_CONSIGNES_.
1: Dans le récit sur l'après-midi au parc aquatique, pourquoi la partie extérieure du parc est-elle fermée au public ? Répondez en une à trois phrases.
2: Selon le récit sur l'après-midi au parc aquatique, quel parc la famille visite-t-elle, et dans quelle ville se trouve-t-il ?

_EXTRAIT PRÉSENTÉ_.
--

Épisode 1
La Vie est faite d'expériences plus ou moins
agréables, plus ou moins marquantes qu'un Homme doit endurer, se doit
d'affronter sans broncher ni sourciller. Tête droite, menton volontaire et
torse bombé, telle une statue de bronze soviétique, allégorie du courage et de
l'espérance en des jours meilleurs face à la dure et impitoyable réalité de la
Vie, l'Homme fait front et assiste au pitoyable spectacle de sa misérable
condition humaine. Riches d'enseignements malgré tout, ces expériences
n'en sont pas moins douloureuses pour le corps et l'esprit laissant çà et là
les stigmates du combat.
J'ai donc souffert récemment dans ma chair et dans mon
âme. J'ai posé les pieds -nus- dans ce lieu de perdition que l'on nomme
communément:
Le Parc de jeux aquatiques
C'est Amityville-les-bains, un avant-goût de l'Enfer.
Belzébuth en caleçon à fleurs et tongs aux sabots s'y prélasse lascivement et
les Sept péchés capitaux y prospèrent sans qu'on y retrouve à redire... Aucun
exorciste armé de son goupillon (sic) et de sa Bible Waterproof n'y
promène sa soutane de bain. Courageux mais pas téméraire le curé...
Encore innocent et
ignorant, j'ai opiné du chef lorsque ma femme (pécheresse originelle) proposa
de passer un après-midi à Aqualud, célèbre parc aquatique du Touquet-"Bling
Bling"-Paris-Plage.
"Bonne idée! me suis-je dit.
- Les gamins vont adorer."
Je ne me suis pas trompé.
Ils ont adoré.
Moi, j'ai survécu. Je n'ai pas su interpréter les
signes...
Premier signe:
C'est tout pourri d'extérieur. Ça pue le bâtiment des
années 80 qu'on tente de préserver coûte que coûte... De plus, je peux
apercevoir la partie extérieure du parc qui, du fait que nous soyons en
automne, est fermée au public. Ça caille sévère en novembre, pas question
d'aller se geler les roubignolles sur le "Waïkiki Surf Splash" ou de
se peler les miches dans le "Speed Sploush Tornado de la Death qui
tue"! Je peux donc admirer les multiples déclinaisons de vert que
prennent les eaux stagnantes qui croupissent au fond des bassins et toboggans:
vert algue, vert vomi, vert bouteille, vert caca d'oie, vert laiteux, etc.
Deuxième signe:
Ça coûte un bras. Et si vous me connaissez, vous
imaginez la taille du bras... Sourire de la caissière acariâtre non compris.
Juste un "Touche pas à ça" agressif adressé à mon gamin qui, du haut
de ces quatre ans, avait osé effleurer le présentoir à sucettes... celui-ci
étant installé à hauteur de mômes. La tentation! Un piège à mouflets en somme.

--

_DONNÉES FOURNIES_.
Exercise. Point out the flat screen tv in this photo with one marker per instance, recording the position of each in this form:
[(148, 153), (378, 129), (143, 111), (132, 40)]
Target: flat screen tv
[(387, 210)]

--

_CORRIGÉ_.
1: La partie extérieure du parc est fermée au public parce que la visite a lieu en automne, en novembre, quand il fait très froid.

2: La famille visite Aqualud, au Touquet-Paris-Plage.